──────── DATA FOR THIS TASK

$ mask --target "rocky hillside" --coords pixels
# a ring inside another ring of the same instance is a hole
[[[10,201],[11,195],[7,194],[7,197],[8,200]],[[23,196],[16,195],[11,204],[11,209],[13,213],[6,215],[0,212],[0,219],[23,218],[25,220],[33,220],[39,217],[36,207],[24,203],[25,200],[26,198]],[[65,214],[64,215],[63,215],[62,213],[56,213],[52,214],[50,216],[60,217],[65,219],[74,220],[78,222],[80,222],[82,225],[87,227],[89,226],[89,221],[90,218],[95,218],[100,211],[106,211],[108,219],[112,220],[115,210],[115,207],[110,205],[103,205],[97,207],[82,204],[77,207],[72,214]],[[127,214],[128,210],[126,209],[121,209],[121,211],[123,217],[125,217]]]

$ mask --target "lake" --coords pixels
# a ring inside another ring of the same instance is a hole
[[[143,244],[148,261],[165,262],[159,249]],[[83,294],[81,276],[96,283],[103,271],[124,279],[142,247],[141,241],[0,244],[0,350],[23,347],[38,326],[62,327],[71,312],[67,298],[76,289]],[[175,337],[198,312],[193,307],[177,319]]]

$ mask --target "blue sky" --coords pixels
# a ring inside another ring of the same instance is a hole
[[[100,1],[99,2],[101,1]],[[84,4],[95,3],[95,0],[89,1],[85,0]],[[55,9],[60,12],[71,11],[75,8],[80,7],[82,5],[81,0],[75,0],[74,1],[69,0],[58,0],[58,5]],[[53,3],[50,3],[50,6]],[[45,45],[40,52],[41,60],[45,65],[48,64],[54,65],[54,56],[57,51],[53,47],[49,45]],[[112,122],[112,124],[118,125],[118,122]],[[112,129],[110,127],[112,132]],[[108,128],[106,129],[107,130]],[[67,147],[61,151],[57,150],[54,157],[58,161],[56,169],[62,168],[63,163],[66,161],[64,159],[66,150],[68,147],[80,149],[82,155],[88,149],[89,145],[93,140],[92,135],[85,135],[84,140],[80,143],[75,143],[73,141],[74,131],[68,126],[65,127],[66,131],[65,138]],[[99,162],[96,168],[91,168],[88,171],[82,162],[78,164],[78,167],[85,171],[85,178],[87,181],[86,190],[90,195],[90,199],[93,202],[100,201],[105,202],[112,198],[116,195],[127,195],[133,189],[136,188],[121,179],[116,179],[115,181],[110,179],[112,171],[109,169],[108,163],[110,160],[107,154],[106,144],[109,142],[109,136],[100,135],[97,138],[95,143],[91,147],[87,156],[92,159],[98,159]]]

────────────────

▸ **WHAT TO WORK ON**
Transcribe each entry exactly.

▸ **EXERCISE ANSWER**
$ mask --target "rocky hillside" --coords pixels
# a ring inside another ring of the same instance is a hole
[[[10,201],[11,195],[7,194],[7,197],[8,200]],[[23,196],[16,195],[11,204],[11,209],[13,213],[6,215],[0,212],[0,219],[23,218],[25,220],[33,220],[39,217],[36,207],[24,203],[25,200],[26,198]],[[65,214],[64,215],[63,215],[62,213],[56,213],[52,214],[50,216],[60,217],[65,219],[74,220],[78,222],[80,222],[82,225],[87,227],[89,226],[89,221],[90,218],[95,218],[100,211],[106,211],[108,219],[112,220],[115,210],[115,207],[110,205],[103,205],[97,207],[82,204],[77,207],[72,214]],[[127,214],[128,210],[126,209],[121,209],[121,211],[123,217],[125,217]]]

$ mask --target "lake" --coords pixels
# a ring inside another ring of the same instance is a hole
[[[143,244],[148,261],[165,262],[159,249]],[[83,294],[81,276],[96,283],[103,271],[124,279],[142,247],[141,241],[0,244],[0,350],[23,347],[38,326],[62,327],[71,312],[67,298],[76,289]],[[175,337],[198,312],[193,307],[177,319]]]

$ mask --target "blue sky" --coords pixels
# a ring inside another ring of the same instance is a hole
[[[100,1],[99,2],[101,1]],[[84,4],[95,3],[95,0],[89,1],[85,0]],[[55,9],[60,12],[71,11],[75,8],[80,7],[82,5],[81,0],[75,0],[74,1],[69,0],[58,0],[58,5]],[[53,3],[50,3],[50,6]],[[45,45],[40,52],[41,60],[45,65],[48,64],[54,65],[54,56],[57,51],[53,47],[49,45]],[[112,122],[112,124],[118,125],[118,122]],[[112,129],[110,127],[112,132]],[[108,128],[106,129],[107,130]],[[67,147],[61,151],[57,150],[54,157],[58,161],[56,169],[62,168],[63,163],[66,161],[64,159],[66,150],[68,147],[80,149],[82,155],[88,149],[89,145],[93,140],[92,135],[85,135],[84,140],[80,143],[75,143],[73,141],[74,131],[68,126],[65,127],[66,131],[65,138]],[[99,162],[96,168],[91,168],[88,171],[82,162],[78,164],[78,167],[85,171],[85,178],[87,181],[86,190],[90,195],[90,199],[93,202],[100,201],[105,202],[112,198],[116,195],[127,195],[133,189],[136,188],[121,179],[116,179],[115,181],[110,179],[112,171],[109,169],[108,163],[110,160],[107,154],[106,144],[109,142],[109,136],[100,135],[97,138],[95,143],[91,147],[87,156],[92,159],[98,159]]]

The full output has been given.